In the material below, find every line containing "duck" and copy that line.

━━━━━━━━━━━━━━━━━━━━━━━━━━━━━━

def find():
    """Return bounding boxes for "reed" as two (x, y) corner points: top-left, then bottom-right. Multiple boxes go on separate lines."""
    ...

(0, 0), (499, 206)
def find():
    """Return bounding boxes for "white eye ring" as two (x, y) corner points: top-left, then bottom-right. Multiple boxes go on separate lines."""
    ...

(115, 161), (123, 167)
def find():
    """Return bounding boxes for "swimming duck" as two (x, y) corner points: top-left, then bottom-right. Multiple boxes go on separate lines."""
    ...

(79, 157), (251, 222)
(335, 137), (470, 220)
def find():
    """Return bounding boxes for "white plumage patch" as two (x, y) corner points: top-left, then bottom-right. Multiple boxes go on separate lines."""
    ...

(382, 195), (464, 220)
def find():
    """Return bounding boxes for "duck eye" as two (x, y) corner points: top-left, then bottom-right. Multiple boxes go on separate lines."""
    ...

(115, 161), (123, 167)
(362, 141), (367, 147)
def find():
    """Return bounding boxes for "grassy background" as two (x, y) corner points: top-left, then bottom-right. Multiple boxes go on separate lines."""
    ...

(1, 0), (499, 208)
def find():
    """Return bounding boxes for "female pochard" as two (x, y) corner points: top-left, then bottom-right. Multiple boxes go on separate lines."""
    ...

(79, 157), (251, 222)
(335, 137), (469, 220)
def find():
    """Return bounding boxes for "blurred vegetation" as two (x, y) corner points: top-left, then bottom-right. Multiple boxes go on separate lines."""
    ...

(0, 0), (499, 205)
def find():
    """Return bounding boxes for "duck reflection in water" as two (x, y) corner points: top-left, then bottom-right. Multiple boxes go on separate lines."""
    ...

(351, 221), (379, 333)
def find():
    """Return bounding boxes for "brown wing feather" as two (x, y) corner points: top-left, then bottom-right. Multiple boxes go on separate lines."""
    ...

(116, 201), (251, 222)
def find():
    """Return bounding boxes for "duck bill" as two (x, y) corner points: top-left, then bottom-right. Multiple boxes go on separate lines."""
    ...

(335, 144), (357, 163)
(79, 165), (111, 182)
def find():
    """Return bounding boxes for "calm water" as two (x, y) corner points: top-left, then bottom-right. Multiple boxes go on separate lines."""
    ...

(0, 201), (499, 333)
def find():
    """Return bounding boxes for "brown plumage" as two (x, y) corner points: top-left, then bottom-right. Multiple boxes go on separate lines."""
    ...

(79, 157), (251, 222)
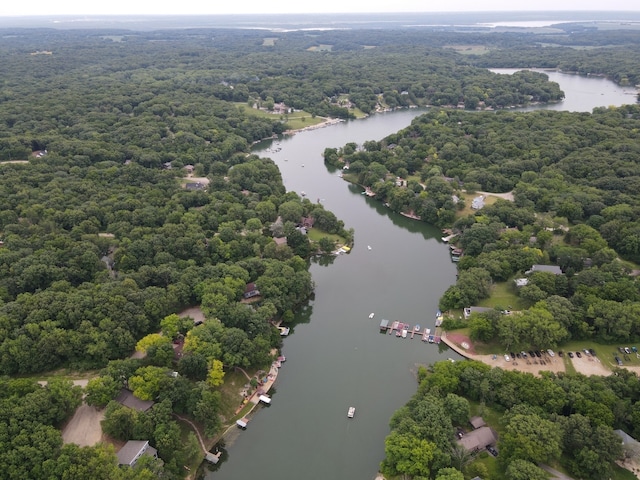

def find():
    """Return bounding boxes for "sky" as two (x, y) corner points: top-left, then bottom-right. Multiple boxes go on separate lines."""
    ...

(0, 0), (638, 16)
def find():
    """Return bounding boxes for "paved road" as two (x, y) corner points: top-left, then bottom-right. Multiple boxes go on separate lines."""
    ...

(540, 464), (575, 480)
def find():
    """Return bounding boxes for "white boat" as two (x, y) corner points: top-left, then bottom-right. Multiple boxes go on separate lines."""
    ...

(367, 245), (372, 250)
(278, 326), (290, 336)
(347, 407), (355, 418)
(401, 329), (408, 338)
(368, 312), (375, 319)
(259, 395), (272, 404)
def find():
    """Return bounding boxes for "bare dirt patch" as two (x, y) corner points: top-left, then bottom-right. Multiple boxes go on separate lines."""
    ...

(62, 404), (105, 447)
(570, 356), (612, 376)
(179, 306), (205, 323)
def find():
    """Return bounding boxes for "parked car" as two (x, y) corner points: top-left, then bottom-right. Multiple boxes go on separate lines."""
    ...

━━━━━━━━━━━━━━━━━━━━━━━━━━━━━━

> [Exercise answer]:
    """Return bounding boxes for "swimming duck" as two (x, y) corner points: top-left, then bottom-right. Multiple boxes go on separate lines."""
    """Return bounding boxes for "duck eye" as two (x, y) corner points: top-left, then bottom-right. Multiple boxes go on separate lines."""
    """Return bounding boxes for "duck reflection in water" as two (x, y) corner points: top-left, then bottom-right. Multiple boxes go on separate lines."""
    """Return bounding boxes for "duck bill" as two (x, y) corner points: top-left, then bottom-right. Multiple boxes go on separate lines."""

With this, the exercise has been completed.